La priorité est maintenant de mobiliser et d’exploiter au mieux les infrastructures et les équipements existants, de développer les capacités dans la mesure du possible, et d’accroître ainsi que de diversifier les itinéraires susceptibles d’être empruntés pour assurer la continuité du commerce. Il est également nécessaire d’investir dans de nouveaux équipements et infrastructures et d’améliorer ceux qui existent, mais il s’agit souvent d’un travail à moyen et long termes.
Mesures à court terme
3.1Matériel roulant de fret, navires, bateaux et camions supplémentaires
Il faut un grand nombre de wagons répondant à l’écartement standard de l’Union pour répondre à la demande continue de la chaîne logistique à destination des marchés d’exportation pertinents. Il serait possible de répondre partiellement à ce besoin en exploitant le matériel roulant de la manière la plus efficace possible (par exemple, en réduisant au minimum le temps de trajet ainsi que la durée de chargement et de déchargement dans les centres de transbordement et dans les ports), mais il est évident que l’offre insuffisante de wagons répondant à l’écartement standard de l’Union reste un goulet d’étranglement important.

□ □ □

### Consigne
D'après l'extrait sur le transport de fret, qu'est-ce qui reste un goulet d'étranglement important ?

□ □ □

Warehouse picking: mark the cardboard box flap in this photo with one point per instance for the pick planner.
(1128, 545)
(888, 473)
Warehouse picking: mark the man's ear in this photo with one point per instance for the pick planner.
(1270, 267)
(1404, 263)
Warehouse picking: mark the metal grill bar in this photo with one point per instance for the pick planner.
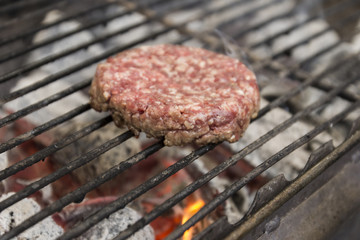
(29, 135)
(36, 29)
(112, 207)
(20, 52)
(24, 4)
(326, 30)
(54, 57)
(33, 187)
(327, 12)
(102, 56)
(78, 195)
(129, 193)
(257, 171)
(42, 128)
(42, 154)
(122, 201)
(33, 14)
(297, 185)
(33, 107)
(279, 101)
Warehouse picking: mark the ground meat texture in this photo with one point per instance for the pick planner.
(183, 94)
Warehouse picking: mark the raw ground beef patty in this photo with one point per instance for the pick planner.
(184, 94)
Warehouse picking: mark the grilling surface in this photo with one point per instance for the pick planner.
(309, 86)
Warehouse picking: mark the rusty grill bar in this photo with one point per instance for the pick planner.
(157, 12)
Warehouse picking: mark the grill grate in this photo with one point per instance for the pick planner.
(158, 12)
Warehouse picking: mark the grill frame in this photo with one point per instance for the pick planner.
(151, 16)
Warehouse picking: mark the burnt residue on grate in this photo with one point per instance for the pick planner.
(53, 146)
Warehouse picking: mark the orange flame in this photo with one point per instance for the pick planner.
(189, 211)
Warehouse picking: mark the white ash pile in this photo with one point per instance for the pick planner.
(19, 212)
(109, 227)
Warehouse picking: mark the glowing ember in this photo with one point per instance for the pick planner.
(189, 211)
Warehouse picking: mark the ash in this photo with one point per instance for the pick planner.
(114, 224)
(19, 212)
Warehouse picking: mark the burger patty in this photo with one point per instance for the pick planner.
(183, 94)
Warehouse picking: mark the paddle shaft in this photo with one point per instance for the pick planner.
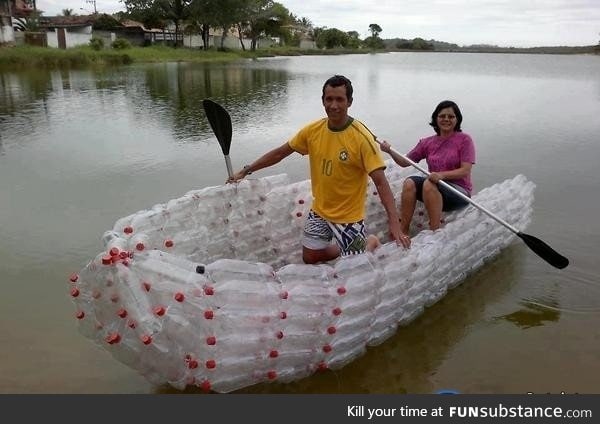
(229, 167)
(457, 192)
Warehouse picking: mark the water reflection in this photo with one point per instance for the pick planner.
(533, 315)
(176, 91)
(169, 94)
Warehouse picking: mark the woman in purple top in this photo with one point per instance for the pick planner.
(450, 154)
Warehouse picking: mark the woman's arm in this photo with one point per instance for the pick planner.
(387, 148)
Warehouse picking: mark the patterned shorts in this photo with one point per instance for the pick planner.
(318, 233)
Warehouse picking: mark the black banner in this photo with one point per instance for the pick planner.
(283, 409)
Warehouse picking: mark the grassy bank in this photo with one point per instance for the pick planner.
(81, 57)
(27, 57)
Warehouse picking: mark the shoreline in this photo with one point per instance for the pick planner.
(25, 57)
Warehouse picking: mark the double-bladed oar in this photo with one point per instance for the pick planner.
(538, 246)
(220, 122)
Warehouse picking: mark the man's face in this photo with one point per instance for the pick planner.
(336, 105)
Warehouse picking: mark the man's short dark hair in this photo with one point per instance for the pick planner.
(338, 81)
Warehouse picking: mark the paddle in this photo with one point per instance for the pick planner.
(538, 246)
(220, 122)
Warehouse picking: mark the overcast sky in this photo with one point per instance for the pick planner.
(517, 23)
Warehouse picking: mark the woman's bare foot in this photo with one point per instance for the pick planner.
(372, 242)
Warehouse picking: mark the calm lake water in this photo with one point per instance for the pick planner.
(80, 149)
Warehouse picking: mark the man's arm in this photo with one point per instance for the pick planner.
(268, 159)
(387, 199)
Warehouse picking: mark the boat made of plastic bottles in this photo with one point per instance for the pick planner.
(209, 289)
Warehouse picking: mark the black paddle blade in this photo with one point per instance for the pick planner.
(544, 251)
(220, 122)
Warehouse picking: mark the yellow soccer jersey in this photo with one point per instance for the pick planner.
(340, 161)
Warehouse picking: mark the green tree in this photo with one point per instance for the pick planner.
(375, 30)
(353, 39)
(175, 11)
(264, 18)
(332, 38)
(145, 11)
(420, 44)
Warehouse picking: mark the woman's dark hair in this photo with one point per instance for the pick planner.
(337, 81)
(444, 105)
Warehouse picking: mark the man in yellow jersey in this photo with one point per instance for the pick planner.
(342, 152)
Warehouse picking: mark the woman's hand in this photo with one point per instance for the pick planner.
(385, 147)
(238, 176)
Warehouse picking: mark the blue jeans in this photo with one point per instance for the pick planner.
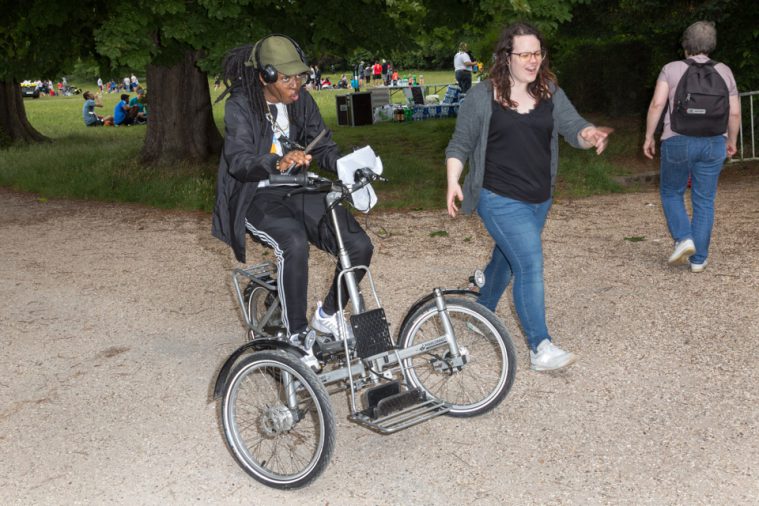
(701, 158)
(516, 228)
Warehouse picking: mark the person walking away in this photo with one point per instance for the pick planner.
(507, 129)
(462, 66)
(268, 118)
(693, 145)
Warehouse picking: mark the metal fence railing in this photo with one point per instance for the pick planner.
(748, 133)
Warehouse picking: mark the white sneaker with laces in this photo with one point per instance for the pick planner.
(694, 267)
(325, 324)
(683, 250)
(549, 357)
(305, 340)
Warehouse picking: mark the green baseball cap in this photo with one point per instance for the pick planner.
(279, 52)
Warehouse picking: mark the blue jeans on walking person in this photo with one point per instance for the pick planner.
(702, 159)
(516, 228)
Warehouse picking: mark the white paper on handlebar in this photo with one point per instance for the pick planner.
(364, 158)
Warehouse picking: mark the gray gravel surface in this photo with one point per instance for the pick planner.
(116, 318)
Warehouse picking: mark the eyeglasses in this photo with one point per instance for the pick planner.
(297, 79)
(525, 57)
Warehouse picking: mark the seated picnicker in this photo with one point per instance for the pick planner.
(88, 111)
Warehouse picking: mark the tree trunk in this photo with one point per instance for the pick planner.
(14, 126)
(180, 124)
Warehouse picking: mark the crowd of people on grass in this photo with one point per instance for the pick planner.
(507, 133)
(128, 111)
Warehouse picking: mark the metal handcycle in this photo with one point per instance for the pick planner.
(451, 356)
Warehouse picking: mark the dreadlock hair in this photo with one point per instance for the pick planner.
(235, 74)
(501, 76)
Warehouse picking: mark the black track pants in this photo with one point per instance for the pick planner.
(288, 225)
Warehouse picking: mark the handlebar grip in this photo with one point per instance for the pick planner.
(288, 179)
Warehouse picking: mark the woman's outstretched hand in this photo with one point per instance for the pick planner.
(597, 137)
(454, 193)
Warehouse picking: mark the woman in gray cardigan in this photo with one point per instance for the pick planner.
(508, 129)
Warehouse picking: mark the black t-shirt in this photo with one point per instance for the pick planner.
(518, 155)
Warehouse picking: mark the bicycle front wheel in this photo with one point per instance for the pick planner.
(472, 386)
(278, 420)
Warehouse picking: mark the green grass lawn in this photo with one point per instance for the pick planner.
(101, 163)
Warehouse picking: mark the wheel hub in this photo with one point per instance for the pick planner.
(276, 420)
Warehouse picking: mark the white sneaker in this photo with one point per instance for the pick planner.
(305, 340)
(694, 267)
(550, 357)
(325, 324)
(683, 250)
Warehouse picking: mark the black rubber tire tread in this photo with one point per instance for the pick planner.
(320, 397)
(489, 319)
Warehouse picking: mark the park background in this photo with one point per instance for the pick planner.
(606, 55)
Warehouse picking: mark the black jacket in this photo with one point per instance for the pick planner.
(246, 160)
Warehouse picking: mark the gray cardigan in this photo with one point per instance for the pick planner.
(469, 141)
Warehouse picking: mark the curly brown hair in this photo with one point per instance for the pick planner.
(501, 76)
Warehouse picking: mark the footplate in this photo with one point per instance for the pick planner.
(400, 411)
(371, 332)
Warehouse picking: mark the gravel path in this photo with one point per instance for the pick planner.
(115, 319)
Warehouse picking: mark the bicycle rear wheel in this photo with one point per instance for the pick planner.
(277, 420)
(487, 374)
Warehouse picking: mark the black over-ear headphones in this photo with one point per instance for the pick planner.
(268, 73)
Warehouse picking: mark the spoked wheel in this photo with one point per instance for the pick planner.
(260, 301)
(474, 383)
(278, 420)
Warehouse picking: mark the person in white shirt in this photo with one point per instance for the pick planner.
(462, 66)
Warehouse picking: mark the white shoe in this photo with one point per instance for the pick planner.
(694, 267)
(326, 324)
(549, 357)
(305, 340)
(683, 250)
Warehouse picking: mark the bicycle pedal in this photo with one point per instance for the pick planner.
(371, 332)
(398, 402)
(388, 398)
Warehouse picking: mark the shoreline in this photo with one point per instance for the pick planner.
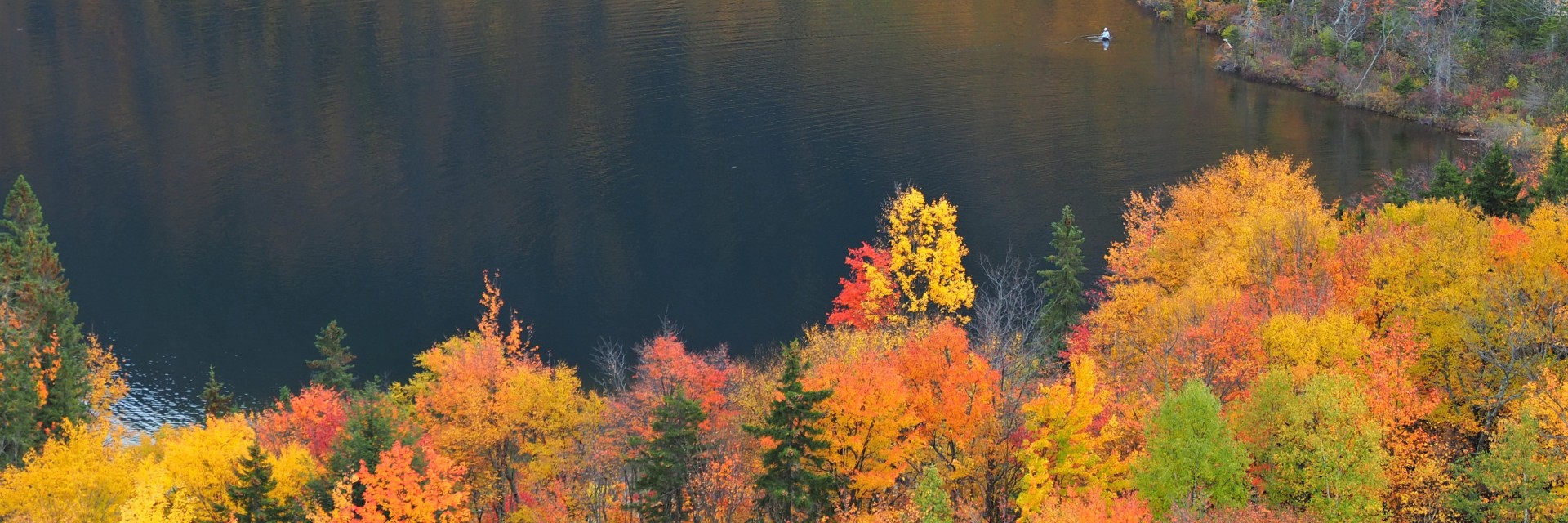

□ □ □

### Réponse complète
L'offre insuffisante de wagons répondant à l'écartement standard de l'Union.